begin DATA PROVIDED
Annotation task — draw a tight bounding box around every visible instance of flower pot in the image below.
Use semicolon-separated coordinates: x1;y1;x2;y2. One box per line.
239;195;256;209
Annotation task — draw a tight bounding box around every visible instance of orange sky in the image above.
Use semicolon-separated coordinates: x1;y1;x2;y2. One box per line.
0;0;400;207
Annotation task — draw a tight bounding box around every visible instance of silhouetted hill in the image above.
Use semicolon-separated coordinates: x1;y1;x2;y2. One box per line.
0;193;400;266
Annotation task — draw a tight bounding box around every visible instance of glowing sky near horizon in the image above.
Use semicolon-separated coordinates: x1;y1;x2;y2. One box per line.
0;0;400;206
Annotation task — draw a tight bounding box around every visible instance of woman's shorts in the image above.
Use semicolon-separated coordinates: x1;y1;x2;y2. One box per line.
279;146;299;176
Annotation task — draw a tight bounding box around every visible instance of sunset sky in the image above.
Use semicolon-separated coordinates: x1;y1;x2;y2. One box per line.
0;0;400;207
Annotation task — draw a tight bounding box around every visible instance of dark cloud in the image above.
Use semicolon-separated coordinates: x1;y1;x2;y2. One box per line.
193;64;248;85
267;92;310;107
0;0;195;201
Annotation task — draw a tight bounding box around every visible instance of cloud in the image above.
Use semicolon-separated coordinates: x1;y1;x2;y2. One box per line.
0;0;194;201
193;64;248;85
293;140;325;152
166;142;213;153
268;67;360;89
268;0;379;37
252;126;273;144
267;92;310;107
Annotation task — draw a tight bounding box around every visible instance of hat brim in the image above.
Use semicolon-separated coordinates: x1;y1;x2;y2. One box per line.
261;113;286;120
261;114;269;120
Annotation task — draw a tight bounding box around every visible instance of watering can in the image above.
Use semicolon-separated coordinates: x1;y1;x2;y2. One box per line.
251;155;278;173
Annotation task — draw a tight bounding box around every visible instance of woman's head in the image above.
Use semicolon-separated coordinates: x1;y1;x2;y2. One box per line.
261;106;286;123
end DATA PROVIDED
WHAT TO PRODUCE: Reproduce the listing above verbatim, line for line.

COMPLETE RESPONSE:
Annotation task — draw a tight bounding box around every visible instance of flower pot in the image below.
Use semicolon-separated coordinates: x1;y1;x2;y2. One box per line.
239;195;256;209
Annotation task — draw a tight bounding box around every visible instance of orange sky in the image above.
Use semicolon-separated coordinates: x1;y1;x2;y2. One box per line.
0;0;400;207
Annotation task — draw a tight bounding box around every visible instance of silhouetted hill in the image above.
Use semicolon-separated coordinates: x1;y1;x2;y2. One box per line.
0;193;400;266
Annotation task — draw a tight bounding box around every visible instance of glowing sky near horizon in the image above.
Use semicolon-separated coordinates: x1;y1;x2;y2. One box per line.
0;0;400;206
Annotation task — draw a tight bounding box around every visible instance of woman's shorts in the image above.
Use semicolon-separated coordinates: x1;y1;x2;y2. One box per line.
279;146;299;176
Annotation task — draw a tight bounding box around every visible instance of sunset sky in the image above.
Use semicolon-separated coordinates: x1;y1;x2;y2. One box per line.
0;0;400;207
Annotation task — draw a tight bounding box around every visible instance of dark cloud in the image above.
Use semicolon-separated coordinates: x1;y1;x2;y2. One box per line.
193;64;248;85
267;92;310;107
0;0;195;201
Annotation task — draw a tight bounding box around every visible instance of cloud in the image above.
Use semicolon-separated coordinates: x1;y1;x2;y2. One box per line.
0;0;194;201
193;64;248;85
293;140;325;152
166;142;213;153
268;67;360;89
268;0;379;37
252;126;273;144
267;92;310;107
Annotation task — draw a tight bounding box around every visible instance of hat brim in the image above.
Use semicolon-separated coordinates: x1;y1;x2;y2. One box per line.
261;113;286;120
261;114;269;120
Annotation task — draw a tight bounding box around every visible instance of watering can in the image above.
Use semicolon-separated coordinates: x1;y1;x2;y2. One box per line.
251;155;278;173
Annotation task — draw a tight bounding box around every visible instance of woman's head in the image above.
Use semicolon-separated coordinates: x1;y1;x2;y2. One box per line.
261;106;286;123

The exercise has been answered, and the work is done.